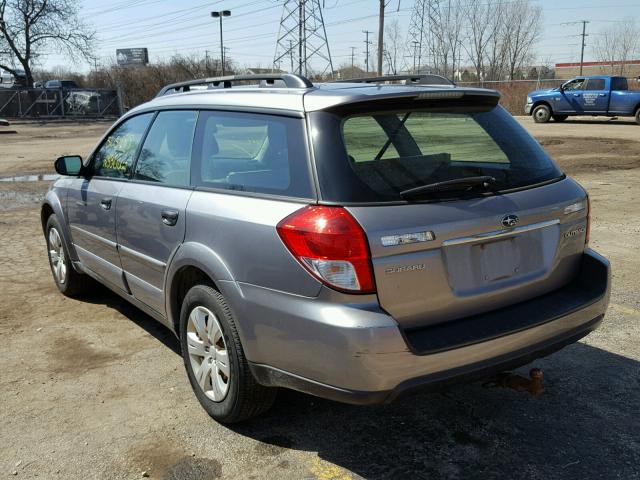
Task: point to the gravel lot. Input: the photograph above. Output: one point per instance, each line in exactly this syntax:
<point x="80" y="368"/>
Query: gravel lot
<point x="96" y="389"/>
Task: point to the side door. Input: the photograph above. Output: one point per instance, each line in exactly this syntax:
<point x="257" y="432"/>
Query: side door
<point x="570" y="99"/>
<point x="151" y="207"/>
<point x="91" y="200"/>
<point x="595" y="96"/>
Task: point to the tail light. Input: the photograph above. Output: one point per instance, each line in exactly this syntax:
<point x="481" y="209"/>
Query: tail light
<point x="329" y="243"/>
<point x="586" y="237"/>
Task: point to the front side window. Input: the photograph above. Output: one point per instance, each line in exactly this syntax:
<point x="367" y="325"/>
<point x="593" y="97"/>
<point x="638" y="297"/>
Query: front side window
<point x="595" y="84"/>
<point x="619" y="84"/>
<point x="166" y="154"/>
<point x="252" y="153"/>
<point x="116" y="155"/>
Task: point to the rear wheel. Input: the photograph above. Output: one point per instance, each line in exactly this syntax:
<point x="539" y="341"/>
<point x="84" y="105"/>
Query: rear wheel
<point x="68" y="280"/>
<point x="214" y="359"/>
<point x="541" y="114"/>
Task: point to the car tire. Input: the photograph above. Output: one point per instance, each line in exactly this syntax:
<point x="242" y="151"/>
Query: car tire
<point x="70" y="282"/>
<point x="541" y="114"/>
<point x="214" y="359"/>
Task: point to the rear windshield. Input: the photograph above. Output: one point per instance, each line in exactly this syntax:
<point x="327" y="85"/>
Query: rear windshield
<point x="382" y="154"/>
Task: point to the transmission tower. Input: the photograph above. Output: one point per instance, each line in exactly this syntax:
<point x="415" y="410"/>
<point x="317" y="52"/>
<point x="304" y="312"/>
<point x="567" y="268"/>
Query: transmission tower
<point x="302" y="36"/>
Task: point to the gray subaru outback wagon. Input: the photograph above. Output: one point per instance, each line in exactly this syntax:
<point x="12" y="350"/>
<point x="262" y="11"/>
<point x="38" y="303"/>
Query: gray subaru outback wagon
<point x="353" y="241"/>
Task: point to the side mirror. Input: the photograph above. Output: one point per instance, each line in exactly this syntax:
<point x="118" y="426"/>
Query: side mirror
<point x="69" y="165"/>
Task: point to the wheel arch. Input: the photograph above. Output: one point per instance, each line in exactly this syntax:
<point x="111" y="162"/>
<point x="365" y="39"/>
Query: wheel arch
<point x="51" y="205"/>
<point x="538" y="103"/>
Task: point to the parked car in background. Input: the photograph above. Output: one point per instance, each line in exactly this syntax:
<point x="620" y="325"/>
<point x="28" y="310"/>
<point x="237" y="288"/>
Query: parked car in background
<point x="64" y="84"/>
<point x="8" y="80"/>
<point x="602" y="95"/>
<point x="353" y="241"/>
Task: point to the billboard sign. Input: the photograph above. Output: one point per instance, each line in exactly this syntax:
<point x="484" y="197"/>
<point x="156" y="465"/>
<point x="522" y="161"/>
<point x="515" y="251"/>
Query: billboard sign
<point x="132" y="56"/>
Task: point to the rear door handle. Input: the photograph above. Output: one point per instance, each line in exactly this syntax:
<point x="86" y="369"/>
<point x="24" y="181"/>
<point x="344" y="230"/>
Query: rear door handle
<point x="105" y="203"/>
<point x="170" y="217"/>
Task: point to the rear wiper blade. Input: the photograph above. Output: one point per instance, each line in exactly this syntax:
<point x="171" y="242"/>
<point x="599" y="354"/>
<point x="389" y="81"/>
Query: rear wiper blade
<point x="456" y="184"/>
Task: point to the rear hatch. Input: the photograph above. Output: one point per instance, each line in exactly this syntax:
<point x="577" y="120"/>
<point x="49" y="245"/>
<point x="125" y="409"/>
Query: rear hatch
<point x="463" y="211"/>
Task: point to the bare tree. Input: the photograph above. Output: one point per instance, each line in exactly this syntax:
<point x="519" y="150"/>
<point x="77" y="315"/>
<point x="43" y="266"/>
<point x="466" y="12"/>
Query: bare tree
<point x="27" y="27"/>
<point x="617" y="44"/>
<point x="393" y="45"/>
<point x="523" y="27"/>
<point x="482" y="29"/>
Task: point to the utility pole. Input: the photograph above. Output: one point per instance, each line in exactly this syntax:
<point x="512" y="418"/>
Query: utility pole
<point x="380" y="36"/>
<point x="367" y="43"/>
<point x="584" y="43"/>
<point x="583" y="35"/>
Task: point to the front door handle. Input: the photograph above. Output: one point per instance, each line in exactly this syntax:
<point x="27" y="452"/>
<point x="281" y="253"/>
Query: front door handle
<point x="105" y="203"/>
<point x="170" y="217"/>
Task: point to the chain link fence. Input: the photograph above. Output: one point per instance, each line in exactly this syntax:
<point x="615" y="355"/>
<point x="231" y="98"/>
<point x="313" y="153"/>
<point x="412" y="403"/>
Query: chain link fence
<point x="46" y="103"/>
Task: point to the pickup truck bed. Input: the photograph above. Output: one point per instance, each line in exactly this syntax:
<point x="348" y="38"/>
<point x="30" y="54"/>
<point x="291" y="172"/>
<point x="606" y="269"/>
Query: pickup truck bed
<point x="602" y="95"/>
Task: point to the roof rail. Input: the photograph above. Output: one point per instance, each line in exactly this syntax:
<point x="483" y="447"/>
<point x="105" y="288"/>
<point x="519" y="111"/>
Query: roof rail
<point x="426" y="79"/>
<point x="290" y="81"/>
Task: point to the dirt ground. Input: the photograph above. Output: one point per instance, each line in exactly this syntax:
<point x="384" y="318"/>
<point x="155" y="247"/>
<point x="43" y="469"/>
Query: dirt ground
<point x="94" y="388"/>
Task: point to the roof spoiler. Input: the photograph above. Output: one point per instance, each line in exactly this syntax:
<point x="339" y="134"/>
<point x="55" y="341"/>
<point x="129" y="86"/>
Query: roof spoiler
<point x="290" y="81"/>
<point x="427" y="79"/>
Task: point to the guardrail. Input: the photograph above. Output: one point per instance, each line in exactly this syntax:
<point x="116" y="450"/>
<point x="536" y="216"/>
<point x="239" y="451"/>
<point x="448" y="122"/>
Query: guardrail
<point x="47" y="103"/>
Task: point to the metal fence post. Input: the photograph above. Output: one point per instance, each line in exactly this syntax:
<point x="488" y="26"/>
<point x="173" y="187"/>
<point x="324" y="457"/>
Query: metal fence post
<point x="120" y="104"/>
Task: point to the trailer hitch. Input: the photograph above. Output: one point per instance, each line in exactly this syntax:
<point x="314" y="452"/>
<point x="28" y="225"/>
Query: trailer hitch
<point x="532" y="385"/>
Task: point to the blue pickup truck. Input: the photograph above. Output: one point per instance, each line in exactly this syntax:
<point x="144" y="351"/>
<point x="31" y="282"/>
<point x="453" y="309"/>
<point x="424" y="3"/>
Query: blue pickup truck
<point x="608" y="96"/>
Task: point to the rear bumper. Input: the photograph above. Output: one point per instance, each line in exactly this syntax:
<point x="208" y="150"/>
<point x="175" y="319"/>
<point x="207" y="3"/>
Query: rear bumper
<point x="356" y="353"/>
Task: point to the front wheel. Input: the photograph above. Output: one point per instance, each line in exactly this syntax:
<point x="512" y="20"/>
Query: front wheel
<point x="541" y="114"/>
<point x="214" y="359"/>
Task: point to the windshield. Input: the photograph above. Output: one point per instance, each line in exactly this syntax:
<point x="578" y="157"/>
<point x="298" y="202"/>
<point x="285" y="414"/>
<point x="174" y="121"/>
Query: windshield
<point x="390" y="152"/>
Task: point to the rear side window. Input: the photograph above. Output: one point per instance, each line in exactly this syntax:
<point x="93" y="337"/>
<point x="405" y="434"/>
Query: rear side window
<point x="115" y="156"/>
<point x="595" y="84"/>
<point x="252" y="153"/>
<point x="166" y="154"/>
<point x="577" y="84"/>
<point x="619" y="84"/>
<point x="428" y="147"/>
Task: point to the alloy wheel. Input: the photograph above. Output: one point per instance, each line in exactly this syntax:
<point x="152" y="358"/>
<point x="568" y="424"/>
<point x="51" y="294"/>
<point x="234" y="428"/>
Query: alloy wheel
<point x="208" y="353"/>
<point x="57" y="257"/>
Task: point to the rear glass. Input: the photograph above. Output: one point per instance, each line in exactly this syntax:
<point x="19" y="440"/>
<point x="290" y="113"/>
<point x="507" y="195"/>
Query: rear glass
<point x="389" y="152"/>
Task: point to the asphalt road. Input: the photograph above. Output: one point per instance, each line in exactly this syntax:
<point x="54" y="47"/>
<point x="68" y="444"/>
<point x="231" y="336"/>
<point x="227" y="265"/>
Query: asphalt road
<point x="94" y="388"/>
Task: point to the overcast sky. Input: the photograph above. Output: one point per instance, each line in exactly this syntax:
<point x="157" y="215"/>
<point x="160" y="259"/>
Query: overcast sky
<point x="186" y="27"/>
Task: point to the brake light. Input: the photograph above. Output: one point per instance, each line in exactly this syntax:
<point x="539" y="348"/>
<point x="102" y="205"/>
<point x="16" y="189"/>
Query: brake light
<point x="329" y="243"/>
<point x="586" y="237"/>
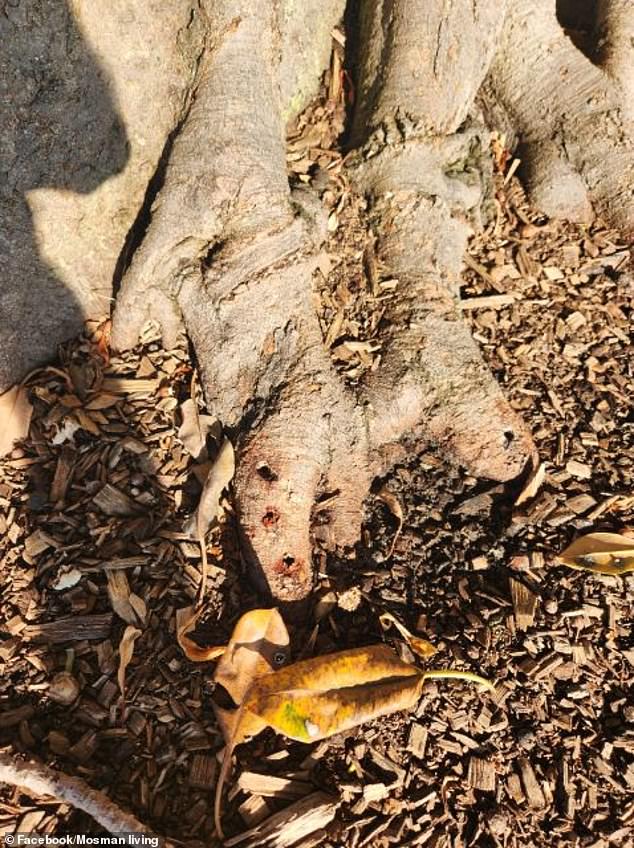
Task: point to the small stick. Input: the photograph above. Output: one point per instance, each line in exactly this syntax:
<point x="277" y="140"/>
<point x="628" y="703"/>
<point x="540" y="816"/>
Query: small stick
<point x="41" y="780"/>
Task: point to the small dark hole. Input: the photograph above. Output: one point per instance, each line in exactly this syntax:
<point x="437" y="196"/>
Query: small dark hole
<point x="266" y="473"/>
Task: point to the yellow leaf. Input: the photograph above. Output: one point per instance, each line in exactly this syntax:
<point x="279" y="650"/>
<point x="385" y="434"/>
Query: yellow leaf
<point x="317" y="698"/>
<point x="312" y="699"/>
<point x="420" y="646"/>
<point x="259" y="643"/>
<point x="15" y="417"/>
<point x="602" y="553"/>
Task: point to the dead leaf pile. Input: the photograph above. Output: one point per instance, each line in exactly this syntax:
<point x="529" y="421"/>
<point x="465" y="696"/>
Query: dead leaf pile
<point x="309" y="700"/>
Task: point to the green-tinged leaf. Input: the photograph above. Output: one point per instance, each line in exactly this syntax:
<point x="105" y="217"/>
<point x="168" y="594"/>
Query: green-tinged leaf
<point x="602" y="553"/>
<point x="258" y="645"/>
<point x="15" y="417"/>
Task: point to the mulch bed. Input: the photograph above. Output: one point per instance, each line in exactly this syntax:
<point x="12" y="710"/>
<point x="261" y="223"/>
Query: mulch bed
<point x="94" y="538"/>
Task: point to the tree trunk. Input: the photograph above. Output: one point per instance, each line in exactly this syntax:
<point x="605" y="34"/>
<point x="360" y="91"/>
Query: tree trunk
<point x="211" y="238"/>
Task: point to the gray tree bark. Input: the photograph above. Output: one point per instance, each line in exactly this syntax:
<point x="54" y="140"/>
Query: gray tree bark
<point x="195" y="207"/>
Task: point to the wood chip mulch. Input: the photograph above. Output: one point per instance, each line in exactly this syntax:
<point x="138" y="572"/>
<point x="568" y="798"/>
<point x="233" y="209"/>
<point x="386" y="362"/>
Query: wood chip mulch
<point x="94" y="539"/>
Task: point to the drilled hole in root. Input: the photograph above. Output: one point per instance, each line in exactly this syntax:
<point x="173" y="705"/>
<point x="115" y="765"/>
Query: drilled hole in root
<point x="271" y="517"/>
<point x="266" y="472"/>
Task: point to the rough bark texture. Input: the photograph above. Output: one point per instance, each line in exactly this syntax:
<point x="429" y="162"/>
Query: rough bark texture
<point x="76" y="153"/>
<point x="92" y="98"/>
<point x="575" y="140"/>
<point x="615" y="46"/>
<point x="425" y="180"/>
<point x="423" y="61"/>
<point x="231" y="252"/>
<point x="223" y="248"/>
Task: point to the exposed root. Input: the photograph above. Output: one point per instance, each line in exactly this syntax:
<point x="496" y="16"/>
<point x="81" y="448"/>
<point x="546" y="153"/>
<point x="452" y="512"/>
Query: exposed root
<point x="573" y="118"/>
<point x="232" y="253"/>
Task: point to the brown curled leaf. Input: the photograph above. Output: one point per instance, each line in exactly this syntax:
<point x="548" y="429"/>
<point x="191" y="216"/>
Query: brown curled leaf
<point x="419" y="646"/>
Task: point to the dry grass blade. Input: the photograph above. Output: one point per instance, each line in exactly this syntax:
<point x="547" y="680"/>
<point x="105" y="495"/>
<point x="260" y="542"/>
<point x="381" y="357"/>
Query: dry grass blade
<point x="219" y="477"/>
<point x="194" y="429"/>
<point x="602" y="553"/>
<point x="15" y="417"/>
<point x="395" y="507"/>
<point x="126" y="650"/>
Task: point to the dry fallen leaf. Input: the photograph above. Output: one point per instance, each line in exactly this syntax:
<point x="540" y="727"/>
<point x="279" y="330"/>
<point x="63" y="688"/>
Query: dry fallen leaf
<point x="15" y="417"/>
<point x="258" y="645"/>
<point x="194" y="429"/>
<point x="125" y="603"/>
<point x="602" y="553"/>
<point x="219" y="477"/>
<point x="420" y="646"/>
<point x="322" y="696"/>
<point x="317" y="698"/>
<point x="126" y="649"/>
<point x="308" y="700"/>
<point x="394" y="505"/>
=====
* [Exercise instructions]:
Transcribe, word for word, every line from the one containing "Task: point to the brown" through the final line of the entries, and nothing else.

* [Solution to the problem]:
Task: point to the brown curled leaf. Input: the photograph above. Output: one point per instance, each line in exactly this syntax:
<point x="548" y="429"/>
<point x="191" y="216"/>
Query: brown curled leaf
<point x="419" y="646"/>
Task: point to the dry grass blade. Input: the photograph above. Output: one point per instance, each line in exactly this syntax:
<point x="547" y="680"/>
<point x="105" y="495"/>
<point x="260" y="542"/>
<point x="381" y="357"/>
Query: dry grass blade
<point x="219" y="477"/>
<point x="194" y="429"/>
<point x="602" y="553"/>
<point x="15" y="417"/>
<point x="395" y="507"/>
<point x="126" y="650"/>
Task: point to the dry fallen leaf. Input: the photograph above. Output: one point per instance, each line in exactly this syntax:
<point x="540" y="727"/>
<point x="279" y="330"/>
<point x="63" y="688"/>
Query: dry fallen leaf
<point x="15" y="417"/>
<point x="258" y="645"/>
<point x="194" y="429"/>
<point x="125" y="603"/>
<point x="602" y="553"/>
<point x="219" y="477"/>
<point x="420" y="646"/>
<point x="322" y="696"/>
<point x="317" y="698"/>
<point x="126" y="649"/>
<point x="308" y="700"/>
<point x="394" y="505"/>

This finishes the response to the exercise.